======== Die Einträge

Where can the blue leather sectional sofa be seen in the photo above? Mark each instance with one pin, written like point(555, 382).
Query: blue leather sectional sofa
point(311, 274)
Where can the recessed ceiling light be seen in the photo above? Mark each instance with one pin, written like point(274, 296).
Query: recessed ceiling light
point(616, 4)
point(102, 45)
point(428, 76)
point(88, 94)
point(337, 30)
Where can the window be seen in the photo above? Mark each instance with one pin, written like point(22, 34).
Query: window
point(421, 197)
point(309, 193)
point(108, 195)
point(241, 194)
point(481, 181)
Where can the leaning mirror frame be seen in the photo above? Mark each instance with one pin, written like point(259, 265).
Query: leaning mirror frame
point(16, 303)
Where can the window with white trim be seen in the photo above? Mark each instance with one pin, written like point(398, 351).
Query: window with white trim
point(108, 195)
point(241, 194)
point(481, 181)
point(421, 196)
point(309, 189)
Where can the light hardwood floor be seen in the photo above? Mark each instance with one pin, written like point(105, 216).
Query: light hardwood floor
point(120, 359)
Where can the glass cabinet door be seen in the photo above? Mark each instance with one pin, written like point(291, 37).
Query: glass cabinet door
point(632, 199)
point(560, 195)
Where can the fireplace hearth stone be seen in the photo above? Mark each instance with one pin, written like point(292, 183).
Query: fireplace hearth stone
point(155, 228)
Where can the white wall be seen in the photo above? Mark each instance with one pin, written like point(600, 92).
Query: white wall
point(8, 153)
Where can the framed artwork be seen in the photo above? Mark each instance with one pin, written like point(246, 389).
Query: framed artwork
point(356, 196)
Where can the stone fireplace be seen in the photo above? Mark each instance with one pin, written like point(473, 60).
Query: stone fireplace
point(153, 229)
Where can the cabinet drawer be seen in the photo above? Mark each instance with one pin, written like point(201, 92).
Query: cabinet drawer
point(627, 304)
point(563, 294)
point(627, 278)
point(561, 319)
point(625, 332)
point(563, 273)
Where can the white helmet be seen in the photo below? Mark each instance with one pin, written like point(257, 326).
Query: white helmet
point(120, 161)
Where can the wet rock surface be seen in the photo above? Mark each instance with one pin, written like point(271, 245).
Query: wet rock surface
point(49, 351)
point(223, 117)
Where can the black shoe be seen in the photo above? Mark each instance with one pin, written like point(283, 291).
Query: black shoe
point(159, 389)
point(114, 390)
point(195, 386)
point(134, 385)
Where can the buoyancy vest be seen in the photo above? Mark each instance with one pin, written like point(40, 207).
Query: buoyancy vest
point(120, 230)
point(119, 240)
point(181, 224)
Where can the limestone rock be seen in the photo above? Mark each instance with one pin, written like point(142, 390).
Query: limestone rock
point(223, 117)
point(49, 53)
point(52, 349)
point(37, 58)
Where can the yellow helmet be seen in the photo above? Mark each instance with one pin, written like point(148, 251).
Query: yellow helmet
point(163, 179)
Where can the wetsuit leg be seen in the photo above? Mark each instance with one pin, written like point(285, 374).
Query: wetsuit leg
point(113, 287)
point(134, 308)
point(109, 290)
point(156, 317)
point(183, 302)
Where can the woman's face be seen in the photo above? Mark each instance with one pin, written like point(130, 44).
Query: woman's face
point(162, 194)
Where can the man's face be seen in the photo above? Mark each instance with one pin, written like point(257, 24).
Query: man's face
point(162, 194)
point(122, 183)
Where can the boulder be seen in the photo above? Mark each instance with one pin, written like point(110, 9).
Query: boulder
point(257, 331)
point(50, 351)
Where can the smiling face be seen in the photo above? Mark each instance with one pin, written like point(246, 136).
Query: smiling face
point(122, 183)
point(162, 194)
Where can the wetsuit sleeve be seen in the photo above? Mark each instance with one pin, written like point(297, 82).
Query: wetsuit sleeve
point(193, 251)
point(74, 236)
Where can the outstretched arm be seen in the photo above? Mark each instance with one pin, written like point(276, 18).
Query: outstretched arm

================

Deine Aufgabe — Benenne in allen Einträgen „one pin“ in „one marker“ um und gib sie ansonsten unverändert wieder.

Ergebnis —
Where can the blue leather sectional sofa be seen in the photo above? Mark each instance with one marker, written like point(555, 382).
Query: blue leather sectional sofa
point(311, 274)
Where can the recessed ceiling light be seen in the photo above? Mark each instance with one marker, written like point(274, 296).
Query: recessed ceiling light
point(616, 4)
point(102, 45)
point(428, 76)
point(88, 94)
point(337, 30)
Where can the window be seen in the photo above? Mark each instance with one marker, written like point(22, 34).
Query: window
point(421, 197)
point(309, 193)
point(108, 195)
point(241, 194)
point(481, 181)
Where can the leaning mirror frame be seen in the photo above? Mark each instance with one marker, written like point(259, 265).
Query: leaning mirror frame
point(16, 303)
Where can the window with white trim be seen in the photo above? Mark each instance with one marker, written like point(398, 351).
Query: window with white trim
point(108, 195)
point(241, 194)
point(481, 181)
point(421, 196)
point(309, 189)
Where can the light hardwood floor be seen in the photo above? Mark each instance with one marker, written like point(105, 216).
Query: light hardwood floor
point(120, 359)
Where can the glass cabinet door be seen in the photo above? Mark each instance with one marker, written like point(291, 37).
Query: glass cabinet door
point(632, 199)
point(560, 195)
Where can the fireplace hearth stone be seen in the photo above? Mark each instance with one marker, written like point(292, 183).
Query: fireplace hearth stone
point(155, 228)
Where can the white wall be seen in the photo above? Mark each instance with one marker, written like point(600, 92).
Query: white wall
point(8, 153)
Where can the framed artwork be seen in the photo above? Mark each instance with one marker, written like point(246, 389).
Query: framed artwork
point(356, 196)
Where can the stone fireplace be seen in the photo above? Mark each instance with one marker, written like point(473, 60).
Query: stone fireplace
point(153, 229)
Where can the cabinet drawer be seen in the photo above? Mark each instance with one marker, written like point(201, 92).
Query: cabinet drawer
point(627, 304)
point(563, 294)
point(627, 278)
point(561, 319)
point(625, 332)
point(563, 273)
Where can the white helmet be seen in the photo below? Mark each instance with one marker, written like point(257, 326).
Query: white helmet
point(120, 161)
Where can the wet rock surface be seen in the photo above? Mark each instance with one marker, written like point(271, 245).
Query: wet rock surface
point(49, 351)
point(223, 117)
Where can the black shoe be seen in the photo above? Mark each instance with one marker, written like point(283, 291).
Query: black shoe
point(159, 389)
point(114, 390)
point(195, 386)
point(134, 385)
Where can the buoyancy vest be seen in the photo above? Mark each instance with one marker, written like point(40, 207).
Query: buoyancy vest
point(120, 230)
point(119, 240)
point(181, 224)
Where can the limestone rock be seen in the photo above? Mark each instance with one marker, written like point(142, 390).
Query: limestone rock
point(223, 117)
point(49, 53)
point(52, 349)
point(37, 58)
Where can the yellow helmet be seen in the photo above? Mark each instance with one marker, written like point(148, 251).
Query: yellow helmet
point(163, 179)
Where can the wetsuit leg be seen in the photo above? Mark each instance with one marker, written like point(285, 374).
Query: wetsuit leg
point(113, 287)
point(134, 308)
point(109, 290)
point(156, 317)
point(183, 302)
Where can the woman's face be seen in the photo above? Mark each instance with one marker, written like point(130, 44).
Query: woman's face
point(162, 194)
Where can the man's face be seen in the photo above? Mark each instance with one marker, written like point(257, 24).
Query: man's face
point(162, 194)
point(122, 183)
Where can the boulder be seen in the photo above? Mark each instance with one marker, written like point(110, 9).
Query: boulder
point(257, 331)
point(50, 351)
Where can the smiling face be seen in the photo above? Mark each instance with one marker, written like point(246, 136).
Query: smiling face
point(122, 183)
point(162, 194)
Where can the wetsuit sleeve be seen in the photo above? Mark each instance with one marker, written like point(297, 82).
Query: wetsuit sleeve
point(193, 251)
point(74, 236)
Where can the outstretched arm be seen in the photo above? Mark each instance with one marker, written like point(276, 18).
Query: outstretched arm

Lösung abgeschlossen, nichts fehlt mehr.